*Exercise text*

══════════════════════════════

The other night I spoke at a 360 VR video (Virtual Reality) event in San Francisco at 500 Startups about Immersive Storytelling for Mobile VR. Ulla Engestrom, Founder and CEO of ThingLink, produced the event.
ThingLink is evolving from image and video annotation to 360º content with their new ‘VR Editor’. Ulla shared some excellent business use cases, engaging 360 VR video storytelling insights, and live demos on how annotating 360º images and 360 VR video will work.
I was co-speaking with the Kirstin Miller, Executive Director of Ecocity Builders, about a new educational 360 VR video tour project being developed about Ecocities, and how we are approaching some of the 360º storytelling hurtles in this new visual media format.
Let me give you a little background story first. Ecocity Builders is working on a technology platform called Urbinsight Project that is based on crowdsourced data collection of resources around the world. Citizens collect the data and upload to the platform. Ecocity Builders then works their data visualization magic and supplies city planners and industry leaders with data sets never seen before.
These data visualizations then help plan and build sustainable ecocites that are better for citizens, reduce resource depletion, and help sustain the surrounding natural systems. This is a triple bottom line solution.
Given the triple bottom line benefits of the Video Explainer for Urbinsight platform and the opportunity to direct the production of a 360 VR video classroom and I’m all in. The goal of the multi-city virtual tour is to educate about the Ecocity process, and to engage/convert viewers to become contributors to the data collection. The more data collected the more value the Urbinsight platform can provide to city planners and industry leaders.
The Immersive Storytelling for Mobile VR event was the first public showcase of the EcocityVR project. Kirstin turned heads with the history of Ecocity Builders and the objectives of the Urbinsight platform, and I spoke about live action 360 movie making. I was the only speaker that night to demo a live project in front of a savy VR group. Yikes.
After hearing myself speak, and listening deeply to the other talks and all the excellent questions it’s really clear that we’re all just figuring this V360 R Filmmaking process out.
The standard ways that videographers use camera cuts, switching views, zooming in/out, panning the camera, is all up in the air. The visual storytelling tools that worked for decades within a rectangle are not going to work well with the VR platform.
The content of the story is still king. Our team is spending double the normal time in script research and development to make sure that we are using actor movement and narrative to direct the viewer around the scene. I believe that with really good spatial 3D audio recording/rendering, and well planned narrative movement it doesn’t matter where the viewer is looking within the sphere. The message will be clear anywhere in the sphere.

══════════════════════════════

*Work to be completed*
Copy out the passage of the VR storytelling text starting with "After hearing myself" and going on through "the VR platform.", swapping "rectangle" for "flat frame".

*Raw data*
══════════════════════════════

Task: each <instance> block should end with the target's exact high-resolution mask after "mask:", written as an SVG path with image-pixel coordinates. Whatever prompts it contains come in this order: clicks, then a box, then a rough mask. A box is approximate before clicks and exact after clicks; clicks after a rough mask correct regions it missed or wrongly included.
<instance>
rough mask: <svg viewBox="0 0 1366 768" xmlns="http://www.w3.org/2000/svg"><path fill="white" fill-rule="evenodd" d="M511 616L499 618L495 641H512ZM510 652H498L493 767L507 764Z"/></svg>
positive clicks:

══════════════════════════════

*Response area*
After hearing myself speak, and listening deeply to the other talks and all the excellent questions it’s really clear that we’re all just figuring this V360 R Filmmaking process out.
The standard ways that videographers use camera cuts, switching views, zooming in/out, panning the camera, is all up in the air. The visual storytelling tools that worked for decades within a flat frame are not going to work well with the VR platform.